=== EXCERPT PROVIDED ===
--- Start ---
How do you know that the truck did not stop at the STOP sign ?  it is well possible to Stop then get caught on the crossing with a slow truck accelerating from a dead halt  .  

The question to be answered is by either VLP or Victrack is why does it take 18 months from funding to install a set of boom barriers ?  It is hardly the first installation in the State .  If we  can now install 3 by the end of  2016, and  a further 14 by April 2017  why has it taken so long for us to address the 3  most dangerous lx which were funded and announced very early in 2015  ?  Failure to treat as priority in the case of  VLP / Victrack has now cost a very serious incident with totally avoidable personal injury, and a further cost of  $  m  in repairs to track and rollingstock .
kuldalai
2 year delivery time would be put down to the way the Public Service department employees go about their day to day jobs, with the layers and layers of bureaucratic nonsense, endless studies and reports !

As with Caulfield - Dandenong project the Government has proven that If It wants things done, It can get things done very quickly.
  The Vinelander Minister for Railways

Location: Ballan, Victoria on the Ballarat RFR Line
Interesting the signs on the news tonight facing the road, presumably on both sides of the track...clearly state.

                                                                                      STOP
                                                              Look for trains

What part of that sign can't people understand Question

It's not rocket science.
  Bogong Chief Commissioner

Location: Essendon Aerodrome circa 1980
We all know that these days it costs squillions to install a simple flashing lights and bells setup at minor level crossings.

But lets face it, there are hundreds of gravel and dirt roads crossing railways in Victoria and therefore it would cost hundreds of squillions to install lights and bells at every one of them and the state will never have the spare cash to do them all.

However, perhaps there is a simpler and possibly more affordable solution? On these minor roads the reservation is usually quite wide. So it might be feasible to put a bend / dog leg thingy into the road on either side of most level crossings by slewing the road to one side of the road reservation and then bending it to the other side. This would force traffic to slow down and angle their view towards both directions.

A small time contractor with a dozer and a truck load of gravel could easily do that work in a day, therefore it would probably be vastly cheaper than installing lights and bells, allowing more level crossings to be improved for a certain level of funding than the pricier alternative.

This is just a thought, but unless there is a bureaucratic reason why it can't be done, it just might have legs?
  Nightfire Minister for Railways

Location: Gippsland
We all know that these days it costs squillions to install a simple flashing lights and bells setup at minor level crossings.
--- End ---
=== DATA EXTRACT ===
--- Start ---
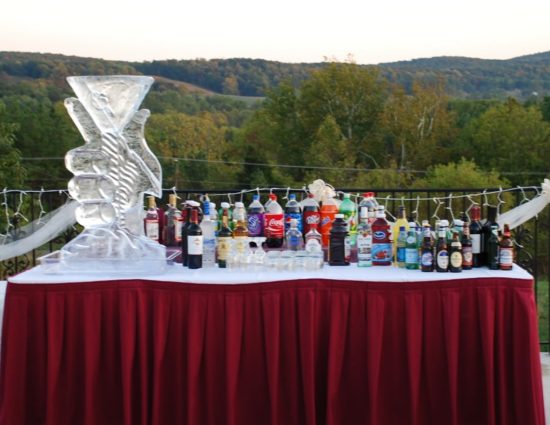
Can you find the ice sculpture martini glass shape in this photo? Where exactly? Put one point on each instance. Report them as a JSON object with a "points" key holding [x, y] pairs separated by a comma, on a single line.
{"points": [[112, 172]]}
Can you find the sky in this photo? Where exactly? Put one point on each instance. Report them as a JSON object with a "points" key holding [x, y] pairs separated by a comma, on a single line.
{"points": [[285, 30]]}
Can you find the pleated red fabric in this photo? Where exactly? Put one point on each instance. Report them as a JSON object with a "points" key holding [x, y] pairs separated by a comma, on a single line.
{"points": [[136, 352]]}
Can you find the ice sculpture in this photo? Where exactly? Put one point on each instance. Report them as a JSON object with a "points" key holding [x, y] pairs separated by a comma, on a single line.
{"points": [[112, 172]]}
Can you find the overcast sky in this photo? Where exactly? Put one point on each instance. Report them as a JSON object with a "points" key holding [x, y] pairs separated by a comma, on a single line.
{"points": [[286, 30]]}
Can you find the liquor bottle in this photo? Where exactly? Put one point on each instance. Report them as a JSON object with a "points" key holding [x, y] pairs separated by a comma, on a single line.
{"points": [[240, 233], [364, 239], [441, 251], [487, 230], [455, 254], [401, 247], [466, 241], [310, 213], [208, 227], [493, 245], [194, 241], [476, 233], [506, 250], [152, 220], [294, 239], [427, 257], [349, 209], [174, 222], [337, 242], [381, 239], [255, 217], [411, 250], [225, 236]]}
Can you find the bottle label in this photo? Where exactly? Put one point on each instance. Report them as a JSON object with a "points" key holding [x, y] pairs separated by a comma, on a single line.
{"points": [[381, 252], [467, 256], [456, 259], [476, 244], [506, 256], [274, 225], [295, 216], [223, 248], [194, 245], [310, 217], [178, 224], [427, 259], [255, 224], [411, 256], [443, 259], [152, 229]]}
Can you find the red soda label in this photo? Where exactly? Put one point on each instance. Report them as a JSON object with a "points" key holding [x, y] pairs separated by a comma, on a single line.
{"points": [[274, 225], [311, 217]]}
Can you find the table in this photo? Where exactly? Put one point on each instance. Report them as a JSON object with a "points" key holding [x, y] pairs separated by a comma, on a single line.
{"points": [[336, 346]]}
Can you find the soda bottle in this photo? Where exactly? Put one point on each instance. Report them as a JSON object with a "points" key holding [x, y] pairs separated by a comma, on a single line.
{"points": [[411, 250], [240, 233], [274, 224], [328, 210], [401, 247], [293, 211], [152, 220], [506, 259], [456, 258], [294, 239], [310, 213], [493, 246], [381, 239], [255, 217], [364, 239], [337, 242], [208, 227]]}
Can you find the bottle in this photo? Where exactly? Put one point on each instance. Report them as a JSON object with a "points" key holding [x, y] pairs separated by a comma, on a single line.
{"points": [[369, 203], [208, 227], [487, 230], [411, 250], [310, 213], [224, 237], [466, 241], [401, 247], [381, 239], [364, 239], [349, 210], [293, 211], [427, 257], [313, 239], [328, 210], [240, 233], [174, 222], [255, 217], [337, 242], [493, 245], [455, 254], [274, 224], [476, 233], [152, 220], [294, 238], [194, 241], [506, 259], [441, 252], [401, 221]]}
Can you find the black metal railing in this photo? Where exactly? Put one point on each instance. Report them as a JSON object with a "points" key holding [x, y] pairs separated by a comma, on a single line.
{"points": [[532, 239]]}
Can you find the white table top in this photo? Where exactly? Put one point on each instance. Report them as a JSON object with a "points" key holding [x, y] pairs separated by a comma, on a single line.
{"points": [[178, 273]]}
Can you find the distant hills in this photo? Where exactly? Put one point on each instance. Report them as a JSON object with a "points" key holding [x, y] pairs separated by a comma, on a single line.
{"points": [[521, 77]]}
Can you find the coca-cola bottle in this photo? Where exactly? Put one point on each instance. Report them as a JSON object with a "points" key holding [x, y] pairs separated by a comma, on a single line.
{"points": [[310, 213], [274, 224], [255, 217]]}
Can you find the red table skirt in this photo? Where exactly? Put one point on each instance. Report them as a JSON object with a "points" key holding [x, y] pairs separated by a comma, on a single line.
{"points": [[301, 352]]}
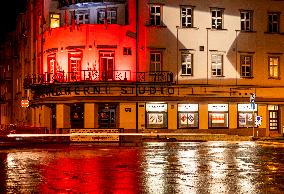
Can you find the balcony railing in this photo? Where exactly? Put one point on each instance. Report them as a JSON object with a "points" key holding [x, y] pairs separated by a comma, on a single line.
{"points": [[96, 76]]}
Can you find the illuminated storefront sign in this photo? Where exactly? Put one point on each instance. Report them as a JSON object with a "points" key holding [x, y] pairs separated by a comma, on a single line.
{"points": [[187, 116], [44, 91]]}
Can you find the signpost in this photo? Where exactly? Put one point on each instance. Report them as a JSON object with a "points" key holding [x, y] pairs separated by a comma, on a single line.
{"points": [[252, 102]]}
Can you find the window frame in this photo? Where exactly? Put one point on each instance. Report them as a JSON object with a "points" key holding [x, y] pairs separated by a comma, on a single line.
{"points": [[51, 18], [184, 63], [272, 30], [274, 66], [250, 65], [216, 64], [186, 16], [155, 15], [214, 19], [160, 62], [246, 20]]}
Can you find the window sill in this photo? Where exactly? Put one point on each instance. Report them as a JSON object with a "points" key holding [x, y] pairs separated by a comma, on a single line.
{"points": [[188, 28], [215, 29], [247, 31], [157, 26], [247, 77]]}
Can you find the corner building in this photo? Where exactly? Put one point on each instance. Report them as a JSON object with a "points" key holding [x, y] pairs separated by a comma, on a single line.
{"points": [[168, 66]]}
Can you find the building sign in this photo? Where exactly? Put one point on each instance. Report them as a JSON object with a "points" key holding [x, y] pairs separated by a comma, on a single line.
{"points": [[85, 135], [156, 107], [74, 90], [218, 107], [188, 107], [246, 108]]}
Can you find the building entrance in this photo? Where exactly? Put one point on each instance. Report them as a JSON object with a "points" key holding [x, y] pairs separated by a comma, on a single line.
{"points": [[107, 116]]}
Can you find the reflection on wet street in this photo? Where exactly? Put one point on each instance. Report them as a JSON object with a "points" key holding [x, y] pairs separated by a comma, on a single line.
{"points": [[155, 167]]}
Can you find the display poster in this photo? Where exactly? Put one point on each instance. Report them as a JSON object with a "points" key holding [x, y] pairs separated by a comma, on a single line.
{"points": [[218, 118], [156, 118]]}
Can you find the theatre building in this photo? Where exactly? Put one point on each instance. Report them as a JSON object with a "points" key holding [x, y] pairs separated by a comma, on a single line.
{"points": [[147, 66]]}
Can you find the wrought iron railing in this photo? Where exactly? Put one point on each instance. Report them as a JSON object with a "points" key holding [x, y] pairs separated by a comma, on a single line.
{"points": [[96, 76]]}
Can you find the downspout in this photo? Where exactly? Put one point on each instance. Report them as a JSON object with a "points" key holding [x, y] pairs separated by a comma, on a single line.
{"points": [[137, 61]]}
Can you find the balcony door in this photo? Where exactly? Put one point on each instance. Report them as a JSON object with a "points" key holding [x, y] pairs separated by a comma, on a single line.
{"points": [[107, 65]]}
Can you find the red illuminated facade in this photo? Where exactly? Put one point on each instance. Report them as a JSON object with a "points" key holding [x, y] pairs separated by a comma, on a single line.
{"points": [[146, 65]]}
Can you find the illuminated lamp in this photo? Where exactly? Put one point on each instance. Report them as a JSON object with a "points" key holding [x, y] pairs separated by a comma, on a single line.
{"points": [[25, 103]]}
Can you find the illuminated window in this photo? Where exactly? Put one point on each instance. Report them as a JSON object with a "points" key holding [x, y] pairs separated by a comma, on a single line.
{"points": [[217, 65], [74, 67], [155, 15], [54, 20], [107, 16], [246, 20], [273, 22], [127, 51], [82, 17], [186, 63], [155, 61], [186, 17], [246, 66], [217, 18], [273, 67]]}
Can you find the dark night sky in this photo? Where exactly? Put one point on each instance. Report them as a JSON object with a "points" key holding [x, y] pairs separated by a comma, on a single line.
{"points": [[8, 15]]}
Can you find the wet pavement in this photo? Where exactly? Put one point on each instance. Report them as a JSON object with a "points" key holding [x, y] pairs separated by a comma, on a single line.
{"points": [[154, 167]]}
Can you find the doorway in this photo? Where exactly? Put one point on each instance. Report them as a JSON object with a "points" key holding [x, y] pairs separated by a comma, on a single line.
{"points": [[107, 116], [107, 65]]}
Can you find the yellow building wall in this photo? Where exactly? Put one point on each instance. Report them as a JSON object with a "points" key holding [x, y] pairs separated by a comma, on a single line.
{"points": [[203, 116], [89, 115], [141, 115], [127, 119], [233, 116], [62, 116], [172, 115]]}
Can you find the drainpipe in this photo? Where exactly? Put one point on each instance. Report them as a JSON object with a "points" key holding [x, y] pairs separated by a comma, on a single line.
{"points": [[137, 61]]}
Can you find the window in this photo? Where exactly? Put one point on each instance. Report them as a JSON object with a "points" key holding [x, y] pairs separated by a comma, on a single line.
{"points": [[246, 20], [127, 51], [246, 66], [273, 22], [75, 63], [107, 16], [156, 61], [273, 67], [54, 20], [82, 17], [217, 18], [186, 63], [217, 65], [186, 17], [155, 15]]}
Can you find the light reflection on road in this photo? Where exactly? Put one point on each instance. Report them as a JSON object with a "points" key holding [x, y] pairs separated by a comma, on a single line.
{"points": [[155, 167]]}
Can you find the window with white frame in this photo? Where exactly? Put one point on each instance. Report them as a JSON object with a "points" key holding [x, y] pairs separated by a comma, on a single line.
{"points": [[155, 61], [186, 17], [273, 22], [186, 63], [107, 16], [82, 17], [54, 19], [273, 63], [217, 65], [155, 15], [246, 20], [217, 18], [246, 65]]}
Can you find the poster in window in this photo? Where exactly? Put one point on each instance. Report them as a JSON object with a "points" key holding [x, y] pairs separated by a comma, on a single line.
{"points": [[218, 118], [155, 118], [242, 119]]}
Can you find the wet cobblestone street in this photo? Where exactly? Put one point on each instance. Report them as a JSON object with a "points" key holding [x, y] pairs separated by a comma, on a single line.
{"points": [[154, 167]]}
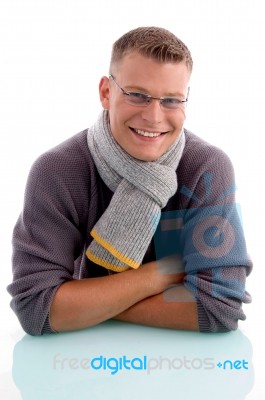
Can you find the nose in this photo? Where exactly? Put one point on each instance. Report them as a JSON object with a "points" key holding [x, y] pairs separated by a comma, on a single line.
{"points": [[153, 113]]}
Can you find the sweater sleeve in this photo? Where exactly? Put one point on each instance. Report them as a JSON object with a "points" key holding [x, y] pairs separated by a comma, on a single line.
{"points": [[214, 250], [47, 239]]}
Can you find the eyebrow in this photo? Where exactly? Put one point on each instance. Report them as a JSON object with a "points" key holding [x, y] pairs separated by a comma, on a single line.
{"points": [[129, 88]]}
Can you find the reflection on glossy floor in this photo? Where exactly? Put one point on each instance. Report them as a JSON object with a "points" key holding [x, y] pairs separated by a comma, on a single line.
{"points": [[123, 361]]}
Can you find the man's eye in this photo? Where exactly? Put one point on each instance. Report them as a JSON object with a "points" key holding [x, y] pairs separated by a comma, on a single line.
{"points": [[138, 96], [171, 100]]}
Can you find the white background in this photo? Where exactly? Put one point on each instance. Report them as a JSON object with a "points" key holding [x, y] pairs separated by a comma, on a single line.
{"points": [[53, 53]]}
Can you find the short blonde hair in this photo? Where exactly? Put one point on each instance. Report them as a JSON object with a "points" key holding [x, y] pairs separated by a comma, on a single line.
{"points": [[152, 42]]}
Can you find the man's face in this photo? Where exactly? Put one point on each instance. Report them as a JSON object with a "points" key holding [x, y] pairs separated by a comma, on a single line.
{"points": [[136, 73]]}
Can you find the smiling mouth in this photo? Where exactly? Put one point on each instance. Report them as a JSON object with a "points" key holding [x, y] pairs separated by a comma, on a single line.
{"points": [[147, 134]]}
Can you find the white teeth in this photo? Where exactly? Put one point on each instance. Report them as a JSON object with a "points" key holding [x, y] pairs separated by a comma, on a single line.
{"points": [[147, 134]]}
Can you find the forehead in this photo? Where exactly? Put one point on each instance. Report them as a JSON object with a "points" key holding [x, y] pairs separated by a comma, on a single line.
{"points": [[135, 70]]}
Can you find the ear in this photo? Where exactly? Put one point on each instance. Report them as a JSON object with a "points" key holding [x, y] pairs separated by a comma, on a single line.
{"points": [[104, 92]]}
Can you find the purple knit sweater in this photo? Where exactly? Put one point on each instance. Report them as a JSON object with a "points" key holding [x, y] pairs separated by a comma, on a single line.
{"points": [[65, 197]]}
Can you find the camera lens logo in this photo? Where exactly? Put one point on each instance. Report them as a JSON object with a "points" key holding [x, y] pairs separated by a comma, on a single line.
{"points": [[213, 237], [206, 236]]}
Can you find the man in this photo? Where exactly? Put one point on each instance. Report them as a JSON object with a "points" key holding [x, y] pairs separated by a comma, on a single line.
{"points": [[93, 241]]}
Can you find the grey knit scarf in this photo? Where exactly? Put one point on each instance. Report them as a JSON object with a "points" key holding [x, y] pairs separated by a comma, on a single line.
{"points": [[141, 189]]}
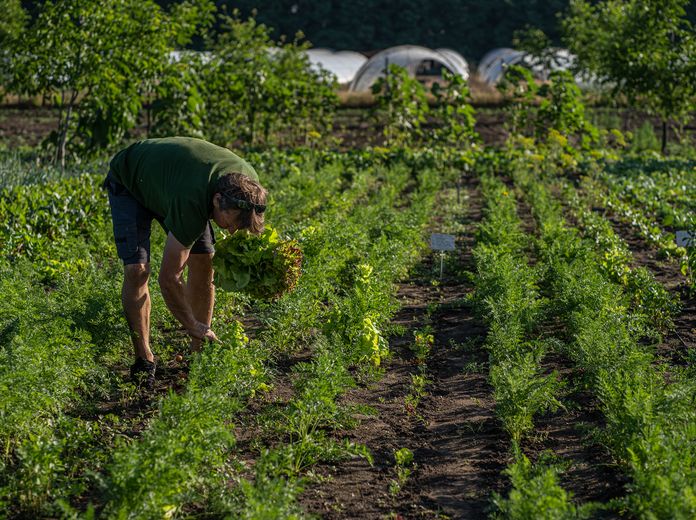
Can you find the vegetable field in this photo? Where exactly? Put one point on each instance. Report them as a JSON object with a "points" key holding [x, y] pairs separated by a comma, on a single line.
{"points": [[543, 369]]}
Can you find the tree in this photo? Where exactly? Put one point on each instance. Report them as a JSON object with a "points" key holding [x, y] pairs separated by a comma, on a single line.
{"points": [[11, 25], [97, 59], [643, 48], [260, 90], [402, 105]]}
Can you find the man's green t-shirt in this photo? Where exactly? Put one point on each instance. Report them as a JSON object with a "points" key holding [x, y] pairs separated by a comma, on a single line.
{"points": [[175, 177]]}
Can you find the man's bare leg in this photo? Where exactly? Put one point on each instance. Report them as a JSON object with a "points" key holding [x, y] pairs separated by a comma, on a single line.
{"points": [[200, 290], [135, 297]]}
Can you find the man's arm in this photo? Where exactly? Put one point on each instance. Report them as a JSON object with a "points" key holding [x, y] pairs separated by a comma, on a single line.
{"points": [[173, 288]]}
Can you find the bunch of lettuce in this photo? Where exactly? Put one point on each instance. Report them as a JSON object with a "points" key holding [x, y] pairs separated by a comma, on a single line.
{"points": [[263, 266]]}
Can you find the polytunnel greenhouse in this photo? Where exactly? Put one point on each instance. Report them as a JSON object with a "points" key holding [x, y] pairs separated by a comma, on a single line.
{"points": [[418, 61], [494, 63], [342, 64]]}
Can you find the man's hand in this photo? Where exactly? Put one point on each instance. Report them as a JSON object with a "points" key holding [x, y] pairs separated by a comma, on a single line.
{"points": [[202, 332]]}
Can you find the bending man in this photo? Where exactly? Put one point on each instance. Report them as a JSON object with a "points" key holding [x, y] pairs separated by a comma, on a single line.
{"points": [[182, 183]]}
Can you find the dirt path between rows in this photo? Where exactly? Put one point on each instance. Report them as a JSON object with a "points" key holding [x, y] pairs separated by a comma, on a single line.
{"points": [[459, 448]]}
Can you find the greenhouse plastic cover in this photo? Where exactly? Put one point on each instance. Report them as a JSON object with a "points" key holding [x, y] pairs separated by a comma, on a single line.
{"points": [[493, 64], [409, 57], [342, 64]]}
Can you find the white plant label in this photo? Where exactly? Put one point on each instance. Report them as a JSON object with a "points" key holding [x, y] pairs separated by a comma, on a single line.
{"points": [[686, 238], [442, 242]]}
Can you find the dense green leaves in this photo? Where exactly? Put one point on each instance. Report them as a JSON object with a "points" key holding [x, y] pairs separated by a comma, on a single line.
{"points": [[262, 266], [642, 48]]}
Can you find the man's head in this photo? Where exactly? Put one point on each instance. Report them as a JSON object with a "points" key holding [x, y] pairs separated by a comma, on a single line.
{"points": [[239, 203]]}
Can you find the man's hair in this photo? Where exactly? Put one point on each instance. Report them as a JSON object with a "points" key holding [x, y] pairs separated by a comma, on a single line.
{"points": [[236, 186]]}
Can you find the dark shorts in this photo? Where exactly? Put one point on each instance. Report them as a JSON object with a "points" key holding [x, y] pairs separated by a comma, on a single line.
{"points": [[133, 223]]}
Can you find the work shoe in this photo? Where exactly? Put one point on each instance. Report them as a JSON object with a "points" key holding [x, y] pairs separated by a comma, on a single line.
{"points": [[143, 373]]}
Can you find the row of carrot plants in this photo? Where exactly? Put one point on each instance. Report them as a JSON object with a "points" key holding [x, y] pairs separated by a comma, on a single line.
{"points": [[507, 294], [183, 459], [650, 425]]}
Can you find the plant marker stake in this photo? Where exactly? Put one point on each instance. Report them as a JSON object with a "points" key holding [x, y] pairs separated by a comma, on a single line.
--- End ---
=== TASK A ===
Update the level crossing discussion: write out everything from "The Vinelander Minister" down to "not rocket science." again, with "rocket science" replaced by "brain surgery".
=== TASK B ===
Answer these from the level crossing discussion:
(i) How many installations does it say could be done by the end of 2016?
(ii) What location is listed for Bogong?
(iii) What would the small time contractor need to do the road work in a day?

=== CORRECT OUTPUT A ===
The Vinelander Minister for Railways

Location: Ballan, Victoria on the Ballarat RFR Line
Interesting the signs on the news tonight facing the road, presumably on both sides of the track...clearly state.

                                                                                      STOP
                                                              Look for trains

What part of that sign can't people understand Question

It's not brain surgery.

=== CORRECT OUTPUT B ===
(i) 3
(ii) Essendon Aerodrome circa 1980
(iii) A dozer and a truck load of gravel